───── Quoted passage

The criteria used to estimate model’s quality are 1) the Pearson correlation between adjusted phenotype and GEBV, computed over the whole data set (i.e. by merging the GEBV values from the nFolds to correlate with the whole vector of observed phenotypes) and 2) the square-root of the mean-squared error of prediction RMSEP. These criteria are provided for each replicate (nTimes) as well as mean and standard deviation over replicates. A table summarizes phenotype, estimated breeding value and its standard deviation, as well as the reliatibility for each individual GEBV computed as REL = 1-PEV/σ²g, where PEV is the prediction error variance for each individual and σ²g the genetic variance when the package used does provide estimate of prediction error variance of individual GEBV, as it is the case for BGLR.
Application to real wheat breeding: Plant materials and phenotypic data
A training population was built by gathering historical data from the INRA-Agri-Obtentions breeding programme. To obtain robust phenotypes, we kept data from lines which have been evaluated in multisite trials (> 6 locations), usually for 1–2 years. They were developed from inbred lines crosses, followed by 6–8 generations of self-pollination. Few selection is made during the first 3 generations (i.e. F2 to F4), which are harvested in bulk, then visual selection on simple traits is made on plants or rows at generations F4 and F5. Selected F5 families are multiplied in field plots, which allow a rough evaluation of yield. Then enough seeds are available and selected lines are put into the evaluation network, usually at the F7 generation, when breeding lines are nearly homozygous. Typically, about 300–400 pair crosses are made each year, 120–150 F7 lines are put into first year multisite trials, then 50–60 are evaluated for a second year, and the very happy few (1–3) are then entering the official registration trials in France, to hopefully become a commercial variety, 10–12 years after the initial crosses. On the whole, our database for field data had 77,176 records on 1715 genotypes, i.e. on average 45 single plot measurements per genotype, spread over 15 years (2000–2014), 10 locations in France and two managements (high vs low inputs). Of course these data are highly unbalanced, most genotypes being evaluated during one or two successive years, (on average 1.5 years) in 7.60 environments (site x year) with usually two replicates by management, and most connections in the design are between two successive years, with a few control varieties (usually four in each trial) being evaluated on a longer period to allow a higher connectivity in the dataset. These figures are for grain yield, the most documented trait. The whole dataset is described in  and is provided as supplementary Tab 1. To illustrate the use of BWGS, we will concentrate on grain yield in high input management, i.e. an estimate of the genetic and climatic potential in each environment.

──────────
───── Stored data

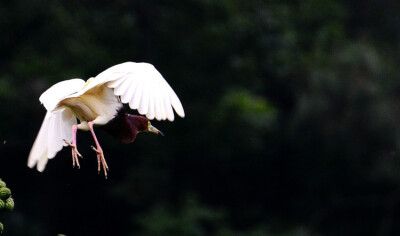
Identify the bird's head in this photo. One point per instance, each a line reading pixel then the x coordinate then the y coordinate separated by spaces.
pixel 143 125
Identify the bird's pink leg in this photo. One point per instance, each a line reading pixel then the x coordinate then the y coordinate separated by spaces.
pixel 99 151
pixel 74 147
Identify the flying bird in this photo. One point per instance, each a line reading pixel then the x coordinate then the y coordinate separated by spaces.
pixel 98 102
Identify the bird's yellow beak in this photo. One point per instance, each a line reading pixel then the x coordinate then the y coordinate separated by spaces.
pixel 154 130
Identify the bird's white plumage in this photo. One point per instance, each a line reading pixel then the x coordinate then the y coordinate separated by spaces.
pixel 55 127
pixel 52 96
pixel 138 84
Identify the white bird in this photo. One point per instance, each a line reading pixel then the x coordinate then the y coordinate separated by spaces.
pixel 99 102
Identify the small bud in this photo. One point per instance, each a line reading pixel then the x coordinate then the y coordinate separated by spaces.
pixel 5 193
pixel 2 184
pixel 9 204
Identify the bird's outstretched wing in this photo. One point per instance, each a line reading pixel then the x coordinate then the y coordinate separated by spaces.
pixel 56 127
pixel 57 124
pixel 52 96
pixel 142 87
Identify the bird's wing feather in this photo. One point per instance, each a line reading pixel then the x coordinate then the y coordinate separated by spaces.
pixel 56 126
pixel 52 96
pixel 142 87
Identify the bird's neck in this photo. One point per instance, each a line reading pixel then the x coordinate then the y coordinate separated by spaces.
pixel 121 128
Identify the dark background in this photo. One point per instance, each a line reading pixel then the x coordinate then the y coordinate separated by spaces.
pixel 291 128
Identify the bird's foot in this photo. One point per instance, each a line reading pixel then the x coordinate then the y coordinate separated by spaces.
pixel 101 160
pixel 75 154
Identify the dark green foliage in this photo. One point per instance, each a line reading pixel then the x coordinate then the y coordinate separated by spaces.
pixel 291 128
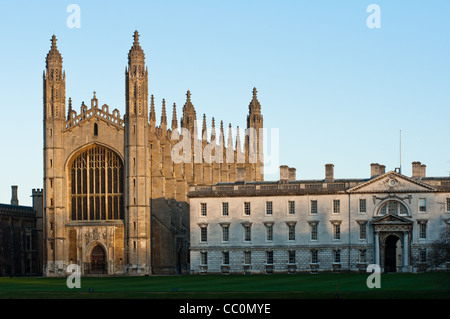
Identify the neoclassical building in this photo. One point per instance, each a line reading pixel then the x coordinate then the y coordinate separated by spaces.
pixel 327 224
pixel 115 195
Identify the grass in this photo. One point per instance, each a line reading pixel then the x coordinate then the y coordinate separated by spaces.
pixel 302 286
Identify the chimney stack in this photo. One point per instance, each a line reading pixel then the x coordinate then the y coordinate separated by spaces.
pixel 374 170
pixel 284 173
pixel 416 170
pixel 240 176
pixel 329 172
pixel 14 199
pixel 423 168
pixel 292 174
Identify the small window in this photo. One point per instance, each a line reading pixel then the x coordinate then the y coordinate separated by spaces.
pixel 423 230
pixel 291 232
pixel 269 257
pixel 247 257
pixel 291 207
pixel 314 231
pixel 362 206
pixel 203 234
pixel 225 233
pixel 362 255
pixel 423 255
pixel 336 231
pixel 422 205
pixel 225 209
pixel 203 258
pixel 247 208
pixel 362 231
pixel 226 257
pixel 247 233
pixel 291 254
pixel 314 207
pixel 203 209
pixel 336 206
pixel 337 256
pixel 269 208
pixel 314 256
pixel 269 232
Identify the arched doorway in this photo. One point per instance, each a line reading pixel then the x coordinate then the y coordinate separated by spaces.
pixel 392 253
pixel 98 261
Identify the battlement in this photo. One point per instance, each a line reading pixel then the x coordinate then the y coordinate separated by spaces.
pixel 103 113
pixel 37 192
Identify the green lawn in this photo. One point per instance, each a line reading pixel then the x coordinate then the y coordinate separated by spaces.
pixel 425 285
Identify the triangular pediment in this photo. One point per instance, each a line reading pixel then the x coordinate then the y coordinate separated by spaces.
pixel 390 219
pixel 392 182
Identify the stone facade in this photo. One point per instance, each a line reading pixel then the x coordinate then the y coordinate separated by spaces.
pixel 331 224
pixel 115 199
pixel 21 236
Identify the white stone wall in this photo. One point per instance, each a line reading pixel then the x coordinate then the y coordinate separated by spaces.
pixel 349 217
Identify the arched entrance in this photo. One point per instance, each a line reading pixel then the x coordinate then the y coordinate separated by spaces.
pixel 97 263
pixel 392 253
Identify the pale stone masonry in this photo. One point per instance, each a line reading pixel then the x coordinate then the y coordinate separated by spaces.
pixel 115 200
pixel 331 224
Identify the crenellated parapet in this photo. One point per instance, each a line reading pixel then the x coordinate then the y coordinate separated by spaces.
pixel 74 119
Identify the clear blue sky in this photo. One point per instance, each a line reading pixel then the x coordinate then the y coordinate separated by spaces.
pixel 338 91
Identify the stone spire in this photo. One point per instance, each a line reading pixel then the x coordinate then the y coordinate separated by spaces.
pixel 136 54
pixel 204 137
pixel 221 135
pixel 69 108
pixel 174 117
pixel 255 106
pixel 189 115
pixel 54 58
pixel 54 84
pixel 238 141
pixel 213 130
pixel 163 115
pixel 230 138
pixel 152 111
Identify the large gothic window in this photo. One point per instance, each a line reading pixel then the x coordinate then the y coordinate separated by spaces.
pixel 96 177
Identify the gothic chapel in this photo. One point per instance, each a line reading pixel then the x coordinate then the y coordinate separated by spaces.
pixel 115 202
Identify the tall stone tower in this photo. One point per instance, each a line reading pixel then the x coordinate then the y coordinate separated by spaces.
pixel 137 188
pixel 253 141
pixel 54 123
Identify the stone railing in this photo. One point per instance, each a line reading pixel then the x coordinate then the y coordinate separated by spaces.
pixel 103 113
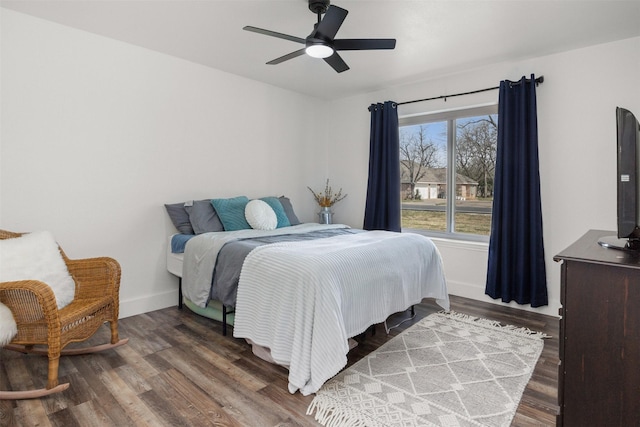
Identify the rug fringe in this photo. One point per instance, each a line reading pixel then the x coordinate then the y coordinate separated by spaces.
pixel 331 413
pixel 492 323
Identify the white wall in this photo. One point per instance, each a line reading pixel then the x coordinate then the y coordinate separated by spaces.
pixel 97 135
pixel 576 125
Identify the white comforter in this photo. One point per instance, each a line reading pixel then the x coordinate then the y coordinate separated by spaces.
pixel 303 300
pixel 201 252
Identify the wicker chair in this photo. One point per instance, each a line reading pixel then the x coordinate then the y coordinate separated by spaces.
pixel 39 321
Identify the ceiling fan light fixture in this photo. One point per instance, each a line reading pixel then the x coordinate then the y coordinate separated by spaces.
pixel 319 50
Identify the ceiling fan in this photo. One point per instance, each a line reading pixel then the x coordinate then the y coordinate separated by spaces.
pixel 321 42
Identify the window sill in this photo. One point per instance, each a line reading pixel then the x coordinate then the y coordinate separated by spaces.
pixel 453 240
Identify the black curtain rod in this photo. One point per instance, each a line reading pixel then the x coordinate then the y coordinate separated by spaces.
pixel 537 81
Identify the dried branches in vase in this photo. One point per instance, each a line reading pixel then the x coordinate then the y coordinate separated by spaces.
pixel 327 198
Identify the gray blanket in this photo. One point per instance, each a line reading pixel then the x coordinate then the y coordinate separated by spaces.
pixel 226 273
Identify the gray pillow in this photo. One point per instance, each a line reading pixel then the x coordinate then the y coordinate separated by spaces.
pixel 203 217
pixel 179 217
pixel 288 210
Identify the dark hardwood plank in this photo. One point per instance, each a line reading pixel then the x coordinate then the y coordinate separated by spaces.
pixel 179 370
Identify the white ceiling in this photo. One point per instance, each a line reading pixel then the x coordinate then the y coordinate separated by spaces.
pixel 434 37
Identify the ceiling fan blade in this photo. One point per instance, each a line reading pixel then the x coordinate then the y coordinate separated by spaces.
pixel 330 24
pixel 336 63
pixel 274 34
pixel 364 44
pixel 287 57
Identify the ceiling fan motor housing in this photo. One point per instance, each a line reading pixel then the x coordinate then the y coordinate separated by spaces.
pixel 318 6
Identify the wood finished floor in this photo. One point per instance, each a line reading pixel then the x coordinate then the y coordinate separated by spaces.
pixel 179 370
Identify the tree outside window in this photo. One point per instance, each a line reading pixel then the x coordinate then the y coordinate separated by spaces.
pixel 447 162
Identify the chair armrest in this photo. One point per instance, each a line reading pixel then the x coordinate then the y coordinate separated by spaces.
pixel 95 277
pixel 30 301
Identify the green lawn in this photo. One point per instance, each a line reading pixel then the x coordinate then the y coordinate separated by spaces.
pixel 464 222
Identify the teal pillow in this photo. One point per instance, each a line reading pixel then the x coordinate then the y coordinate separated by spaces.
pixel 276 205
pixel 231 212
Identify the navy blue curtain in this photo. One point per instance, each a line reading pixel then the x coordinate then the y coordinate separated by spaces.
pixel 382 210
pixel 516 269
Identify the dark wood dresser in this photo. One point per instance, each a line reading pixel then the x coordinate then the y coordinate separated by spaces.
pixel 599 372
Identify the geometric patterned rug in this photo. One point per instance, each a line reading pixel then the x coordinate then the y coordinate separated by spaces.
pixel 449 370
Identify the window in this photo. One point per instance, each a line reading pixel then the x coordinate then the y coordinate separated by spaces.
pixel 447 164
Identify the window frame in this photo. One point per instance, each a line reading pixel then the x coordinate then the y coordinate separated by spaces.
pixel 449 116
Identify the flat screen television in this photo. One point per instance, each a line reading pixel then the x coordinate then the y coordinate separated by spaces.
pixel 628 183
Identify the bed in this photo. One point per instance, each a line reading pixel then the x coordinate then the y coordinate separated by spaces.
pixel 301 291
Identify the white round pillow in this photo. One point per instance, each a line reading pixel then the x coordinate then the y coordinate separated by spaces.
pixel 260 215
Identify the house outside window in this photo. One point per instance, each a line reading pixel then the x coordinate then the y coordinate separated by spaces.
pixel 447 164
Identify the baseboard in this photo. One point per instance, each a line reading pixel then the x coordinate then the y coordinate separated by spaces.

──────────

Assigned task: Please translate this sentence from the wheat breeding text into Spanish: "Selected F5 families are multiplied in field plots, which allow a rough evaluation of yield."

Answer below: Las familias F5 seleccionadas se multiplican en parcelas de campo, lo que permite una evaluación aproximada del rendimiento.